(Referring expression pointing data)

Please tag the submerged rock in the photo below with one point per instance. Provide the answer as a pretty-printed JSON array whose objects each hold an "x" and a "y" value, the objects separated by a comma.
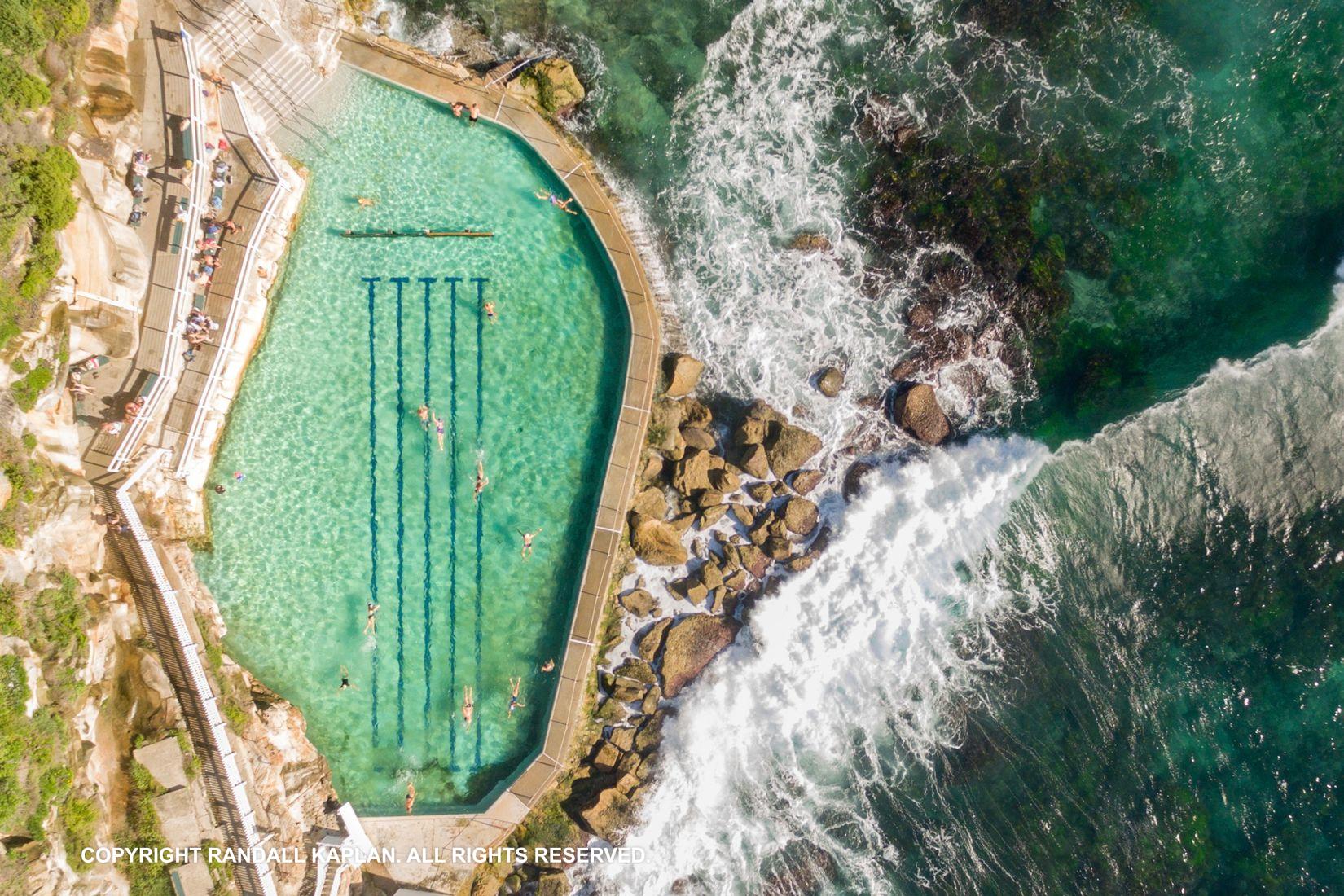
[
  {"x": 683, "y": 375},
  {"x": 690, "y": 645},
  {"x": 829, "y": 382},
  {"x": 916, "y": 410},
  {"x": 789, "y": 448}
]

◆ EXERCISE AIM:
Each entry above should be written out verbatim, minus its pictures.

◆ RESPONSE TO THIS EXERCISE:
Please tag the submerged rock in the photo below with one point per instance. Provide the answer as a pretty-printed JSON array whose objects each hold an "x" and a "y" value, the objects separated by a comma.
[
  {"x": 683, "y": 375},
  {"x": 690, "y": 645},
  {"x": 829, "y": 382},
  {"x": 916, "y": 410},
  {"x": 789, "y": 448}
]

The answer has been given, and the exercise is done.